* _HOW TO COMPLETE THIS TASK_
Copy every record below exactly as it stands.

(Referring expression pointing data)
=== Section Start ===

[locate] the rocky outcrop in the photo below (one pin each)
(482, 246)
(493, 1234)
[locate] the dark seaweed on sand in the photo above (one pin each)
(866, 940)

=== Section End ===

* _ANSWER BOX_
[locate] the rocky outcrop in the photo below (one pin each)
(482, 246)
(493, 1234)
[locate] the dark seaweed on sand in the photo above (one pin each)
(866, 940)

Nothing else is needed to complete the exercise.